--- WHAT YOU WILL DO ---
1. List every organization named in the excerpt on FDA vaccine approval.
2. Extend the excerpt on FDA vaccine approval past its final sentence.

══ TEXT EXCERPT

Right now, the 3 vaccines in the U.S. are only conditionally approved, under the FDA’s Emergency Use Authorization (EUA). The fact sheet that the FDA provides with these vaccines includes a number of caveats, and states that “there is no FDA approved vaccine to prevent Covid-19.” That statement is not, to put it mildly, very convincing.

Full approval requires the FDA to review “hundreds of thousands of pages of documents,” a process that usually takes 10 months, or maybe six months for a “priority” application. Pfizer only submitted its paperwork on May 7, and Moderna on June 1, so even the FDA’s priority process would leave us without an approved vaccine until the end of 2021. That’s just too long.

I’ve heard the FDA’s excuses. The FDA’s Director of Biologics, Peter Marks, explained in a letter to the NY Times that

“any vaccine approval without completion of the high-quality review and evaluation that Americans expect the agency to perform would undermine the F.D.A.’s statutory responsibilities, affect public trust in the agency and do little to help combat vaccine hesitancy.”

════
══ RECORD EXTRACTS

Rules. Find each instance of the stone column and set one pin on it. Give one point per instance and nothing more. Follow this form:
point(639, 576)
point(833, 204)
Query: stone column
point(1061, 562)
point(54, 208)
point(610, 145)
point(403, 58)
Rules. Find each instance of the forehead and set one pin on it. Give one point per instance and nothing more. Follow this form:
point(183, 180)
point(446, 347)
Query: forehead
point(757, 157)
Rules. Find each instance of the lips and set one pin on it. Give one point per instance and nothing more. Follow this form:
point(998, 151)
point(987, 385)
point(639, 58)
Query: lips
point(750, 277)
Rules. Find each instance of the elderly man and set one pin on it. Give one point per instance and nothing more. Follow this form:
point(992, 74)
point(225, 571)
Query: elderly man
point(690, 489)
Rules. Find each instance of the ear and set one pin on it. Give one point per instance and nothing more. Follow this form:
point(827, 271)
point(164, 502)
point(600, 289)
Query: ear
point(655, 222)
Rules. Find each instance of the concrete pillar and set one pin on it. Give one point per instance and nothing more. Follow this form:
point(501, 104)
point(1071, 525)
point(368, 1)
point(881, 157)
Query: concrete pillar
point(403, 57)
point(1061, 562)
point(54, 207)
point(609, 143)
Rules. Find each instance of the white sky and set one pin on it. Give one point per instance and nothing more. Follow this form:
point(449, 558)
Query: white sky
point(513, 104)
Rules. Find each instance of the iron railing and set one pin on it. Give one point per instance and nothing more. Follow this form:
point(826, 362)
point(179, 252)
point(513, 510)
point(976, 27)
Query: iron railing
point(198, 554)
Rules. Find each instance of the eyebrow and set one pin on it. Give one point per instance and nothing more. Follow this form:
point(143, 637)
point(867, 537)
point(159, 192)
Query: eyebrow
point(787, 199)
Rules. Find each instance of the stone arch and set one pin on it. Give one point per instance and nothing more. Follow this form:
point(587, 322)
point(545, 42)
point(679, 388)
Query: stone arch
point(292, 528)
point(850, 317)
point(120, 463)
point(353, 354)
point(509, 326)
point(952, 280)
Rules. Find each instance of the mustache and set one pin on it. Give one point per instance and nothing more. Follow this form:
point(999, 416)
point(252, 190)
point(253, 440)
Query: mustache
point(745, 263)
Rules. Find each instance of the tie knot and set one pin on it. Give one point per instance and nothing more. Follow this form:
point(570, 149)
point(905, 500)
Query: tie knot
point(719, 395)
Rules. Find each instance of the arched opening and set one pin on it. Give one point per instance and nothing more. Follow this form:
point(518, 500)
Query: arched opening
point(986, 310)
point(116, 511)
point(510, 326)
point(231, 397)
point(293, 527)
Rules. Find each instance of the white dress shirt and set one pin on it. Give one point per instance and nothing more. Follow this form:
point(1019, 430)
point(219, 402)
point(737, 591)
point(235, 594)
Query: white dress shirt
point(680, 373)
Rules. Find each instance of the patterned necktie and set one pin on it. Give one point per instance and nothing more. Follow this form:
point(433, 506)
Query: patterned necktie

════

--- TASK-BY-TASK OUTPUTS ---
1. FDA, Pfizer, Moderna, NY Times

2.
Sorry, Dr. Marks, but these excuses are nonsense. The Covid-19 vaccines have been rolled out with unprecedented speed, it’s true, but we’re now seeing the results of a real-time, real-world experiment on hundreds of millions of people, and–luckily–the results are great! Have you and your colleagues at the FDA not noticed this?

Furthermore, everyone knows that the vaccines will be fully approved in the next few months, and multiple government officials, including the President, have said so quite openly. So why not approve them today? Because you have to follow a set of bureaucratic rules that were not designed for a pandemic?

The virus doesn’t care about the rules. Infections in the U.S. are skyrocketing again, because of the Delta variant, and the only way to end this pandemic is to get nearly everyone vaccinated. Until we have full approval of the vaccines, we’re simply not going to get there. By relying exclusively on the paperwork provided by the vaccine manufacturers, and ignoring the enormous amount of real-world data that everyone can see, the FDA is prioritizing process over results.

The FDA says that it’s now in a “sprint” to approve the vaccines, but with every day that passes, more people get sick, and the virus has more time to mutate and become more deadly.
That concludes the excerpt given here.